Thomas Südhof - Elysium Health
Our major contribution, I believe, was in figuring out the fundamental molecular processes that govern this ability of a nerve cell in all brains, in all cells, in all animals.

Nobel Laureate

Thomas Südhof

Neuroscience, Stanford University

Thomas Südhof was awarded the 2013 Nobel Prize in Physiology or Medicine for discovery of a major transport system in cells. The crux of the transport system is bubble-like vesicles that carry cargo — hormones, neurotransmitters, cytokines, enzymes — that need to be delivered inside or outside the cell.

 

Südhof, studying neurotransmitters, discovered that calcium ions cause vesicles to bind to the outer membrane of the nerve cell and release their contents.

+ + + +

§ **Tasks**
1/ In the Thomas Südhof page, shorten the paragraph that begins "Thomas Südhof was awarded the 2013 Nobel Prize" into a brief list that keeps its main facts.
2/ According to the Thomas Südhof page, what causes vesicles to bind to the outer membrane of the nerve cell and release their contents?

§ **Given data**
+ + + +

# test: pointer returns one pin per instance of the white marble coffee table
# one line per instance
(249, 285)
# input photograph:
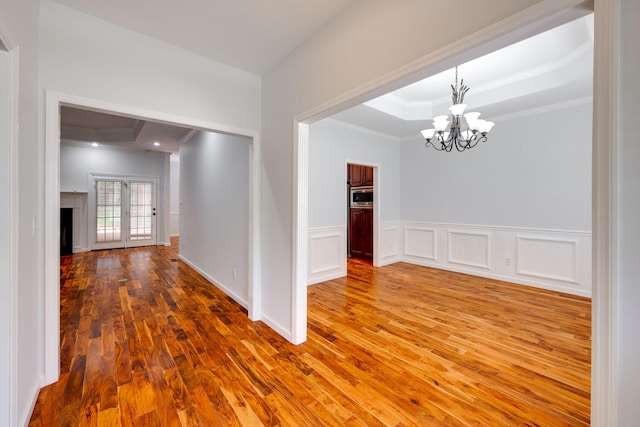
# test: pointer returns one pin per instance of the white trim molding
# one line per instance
(419, 241)
(557, 260)
(327, 253)
(547, 258)
(469, 248)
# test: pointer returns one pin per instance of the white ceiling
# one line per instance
(253, 35)
(82, 127)
(552, 68)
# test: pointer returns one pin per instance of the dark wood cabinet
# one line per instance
(361, 232)
(360, 176)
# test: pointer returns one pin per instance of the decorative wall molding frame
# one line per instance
(419, 241)
(547, 258)
(471, 249)
(327, 254)
(557, 260)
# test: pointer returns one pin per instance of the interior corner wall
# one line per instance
(76, 163)
(533, 172)
(19, 22)
(214, 210)
(366, 43)
(331, 145)
(174, 197)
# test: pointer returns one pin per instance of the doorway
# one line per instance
(123, 212)
(360, 214)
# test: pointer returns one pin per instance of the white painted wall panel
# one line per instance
(471, 249)
(559, 260)
(327, 253)
(547, 258)
(214, 214)
(420, 242)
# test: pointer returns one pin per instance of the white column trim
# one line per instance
(604, 371)
(52, 212)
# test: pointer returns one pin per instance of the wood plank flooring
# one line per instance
(146, 341)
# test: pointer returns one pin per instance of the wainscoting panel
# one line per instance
(557, 260)
(420, 242)
(471, 249)
(327, 254)
(547, 258)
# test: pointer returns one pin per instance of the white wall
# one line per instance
(77, 162)
(628, 298)
(20, 369)
(214, 210)
(534, 171)
(174, 196)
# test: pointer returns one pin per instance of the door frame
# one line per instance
(537, 18)
(53, 101)
(91, 204)
(376, 204)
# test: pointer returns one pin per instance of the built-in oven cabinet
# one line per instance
(360, 175)
(361, 232)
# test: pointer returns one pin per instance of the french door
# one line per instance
(123, 212)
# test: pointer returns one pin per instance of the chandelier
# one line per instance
(445, 136)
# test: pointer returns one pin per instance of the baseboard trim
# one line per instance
(24, 419)
(216, 283)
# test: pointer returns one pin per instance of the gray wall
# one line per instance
(523, 176)
(534, 171)
(214, 209)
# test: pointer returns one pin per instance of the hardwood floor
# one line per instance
(146, 341)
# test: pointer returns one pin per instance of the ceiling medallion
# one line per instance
(445, 136)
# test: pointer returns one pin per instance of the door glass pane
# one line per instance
(108, 211)
(140, 210)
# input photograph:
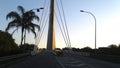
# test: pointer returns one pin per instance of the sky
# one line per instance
(80, 25)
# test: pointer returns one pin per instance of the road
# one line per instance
(47, 59)
(44, 59)
(74, 59)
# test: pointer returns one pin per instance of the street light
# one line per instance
(95, 24)
(38, 9)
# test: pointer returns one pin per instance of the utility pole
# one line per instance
(51, 30)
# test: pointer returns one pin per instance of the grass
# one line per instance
(113, 59)
(9, 61)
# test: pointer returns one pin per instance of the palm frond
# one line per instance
(13, 15)
(12, 24)
(21, 9)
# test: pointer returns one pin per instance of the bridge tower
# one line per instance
(51, 31)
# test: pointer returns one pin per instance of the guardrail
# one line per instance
(13, 56)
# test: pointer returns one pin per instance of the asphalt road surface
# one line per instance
(47, 59)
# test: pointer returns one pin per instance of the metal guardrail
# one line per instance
(12, 56)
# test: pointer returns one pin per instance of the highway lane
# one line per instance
(91, 62)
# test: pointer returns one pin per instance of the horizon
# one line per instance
(80, 25)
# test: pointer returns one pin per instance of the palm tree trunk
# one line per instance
(22, 37)
(25, 37)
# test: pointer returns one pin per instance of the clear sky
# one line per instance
(80, 25)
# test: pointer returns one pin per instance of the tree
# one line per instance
(24, 20)
(7, 44)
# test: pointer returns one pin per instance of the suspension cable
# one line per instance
(61, 29)
(64, 31)
(65, 23)
(44, 24)
(40, 23)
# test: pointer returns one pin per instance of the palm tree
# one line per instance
(24, 20)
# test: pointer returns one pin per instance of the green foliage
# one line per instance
(112, 46)
(23, 20)
(7, 44)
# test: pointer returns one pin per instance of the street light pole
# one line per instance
(95, 25)
(35, 49)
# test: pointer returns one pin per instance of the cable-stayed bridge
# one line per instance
(53, 13)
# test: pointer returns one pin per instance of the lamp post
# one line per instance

+ + + +

§ **List of solutions**
1/
- Award: 2013 Nobel Prize in Physiology or Medicine, given to Thomas Südhof
- Reason: discovering a major transport system in cells
- Core of the system: bubble-like vesicles
- Cargo carried: hormones, neurotransmitters, cytokines, enzymes
- Destination: inside or outside the cell

2/ Calcium ions.